- PROBLEM DETAILS -
Output the data that follows exactly, line for line.

══ GIVEN INFORMATION ══

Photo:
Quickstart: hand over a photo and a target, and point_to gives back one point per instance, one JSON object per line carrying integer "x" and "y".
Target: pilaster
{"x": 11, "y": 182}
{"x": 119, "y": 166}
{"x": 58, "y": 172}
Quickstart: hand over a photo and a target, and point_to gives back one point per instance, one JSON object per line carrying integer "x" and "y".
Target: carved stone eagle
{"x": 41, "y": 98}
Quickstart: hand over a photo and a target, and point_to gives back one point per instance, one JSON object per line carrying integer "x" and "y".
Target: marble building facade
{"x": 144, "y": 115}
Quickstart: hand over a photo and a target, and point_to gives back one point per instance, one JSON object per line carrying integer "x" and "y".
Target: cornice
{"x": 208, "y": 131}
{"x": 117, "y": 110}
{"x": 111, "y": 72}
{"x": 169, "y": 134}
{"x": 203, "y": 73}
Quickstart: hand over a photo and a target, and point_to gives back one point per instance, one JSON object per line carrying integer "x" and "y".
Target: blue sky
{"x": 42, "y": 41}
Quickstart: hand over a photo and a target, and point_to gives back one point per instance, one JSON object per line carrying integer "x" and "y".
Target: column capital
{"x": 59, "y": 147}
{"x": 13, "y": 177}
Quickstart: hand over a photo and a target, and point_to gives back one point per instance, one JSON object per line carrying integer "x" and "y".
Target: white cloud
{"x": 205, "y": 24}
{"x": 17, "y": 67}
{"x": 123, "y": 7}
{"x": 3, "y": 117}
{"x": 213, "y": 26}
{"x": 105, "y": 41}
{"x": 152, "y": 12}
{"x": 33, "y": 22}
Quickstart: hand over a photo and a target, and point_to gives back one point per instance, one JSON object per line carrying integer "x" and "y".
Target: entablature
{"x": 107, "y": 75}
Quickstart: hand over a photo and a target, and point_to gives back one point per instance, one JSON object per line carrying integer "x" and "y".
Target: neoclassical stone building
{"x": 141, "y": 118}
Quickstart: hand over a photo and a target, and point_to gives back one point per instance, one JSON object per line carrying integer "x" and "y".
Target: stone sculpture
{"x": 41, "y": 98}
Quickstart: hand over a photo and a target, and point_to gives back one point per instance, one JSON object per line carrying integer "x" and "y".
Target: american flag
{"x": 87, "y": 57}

═══

- EXERCISE OUTPUT -
Photo:
Quickstart: hand over a photo and a target, and point_to gives back one point per instance, one JSON object per line carrying integer "x" and "y".
Target: pilaster
{"x": 11, "y": 182}
{"x": 119, "y": 166}
{"x": 58, "y": 172}
Quickstart: hand over a photo and a target, and point_to gives back one point per instance, one JSON object per line carrying integer "x" and "y".
Target: carved stone eagle
{"x": 41, "y": 98}
Quickstart: hand over a photo and a target, and point_to gives back one point per instance, one JSON object per line carrying integer "x" and "y".
Target: marble building facade
{"x": 144, "y": 115}
Quickstart: hand over a photo and a target, and point_to gives back one point per instance, one JSON object per line carrying integer "x" and "y".
Target: cornice
{"x": 208, "y": 131}
{"x": 117, "y": 110}
{"x": 111, "y": 72}
{"x": 169, "y": 134}
{"x": 203, "y": 73}
Quickstart: hand over a photo and a target, and point_to gives back one point per instance, one JSON object per line carrying integer "x" and "y".
Target: blue sky
{"x": 42, "y": 41}
Quickstart: hand over a photo and a target, and point_to gives back one point per instance, one JSON object per line carrying integer "x" and "y".
Target: column capital
{"x": 59, "y": 147}
{"x": 13, "y": 177}
Quickstart: hand over a photo and a target, and point_to gives back one point per instance, one JSON object per line carrying integer "x" and "y".
Target: white cloud
{"x": 205, "y": 24}
{"x": 17, "y": 67}
{"x": 123, "y": 7}
{"x": 3, "y": 117}
{"x": 213, "y": 26}
{"x": 105, "y": 41}
{"x": 152, "y": 12}
{"x": 33, "y": 22}
Quickstart: hand over a photo and a target, and point_to gives back one point per instance, one JSON object per line carrying integer "x" and "y".
Target: entablature
{"x": 107, "y": 75}
Quickstart: hand over a photo and a target, and point_to gives back one point per instance, one JSON object per line carrying integer "x" and "y".
Target: neoclassical stone building
{"x": 141, "y": 118}
Quickstart: hand over a photo and a target, and point_to gives back one point per instance, one JSON object per line carrying integer "x" and "y".
Target: stone sculpture
{"x": 41, "y": 98}
Quickstart: hand over a photo and a target, and point_to gives back one point per instance, one JSON object per line carrying integer "x" and "y".
Target: american flag
{"x": 87, "y": 57}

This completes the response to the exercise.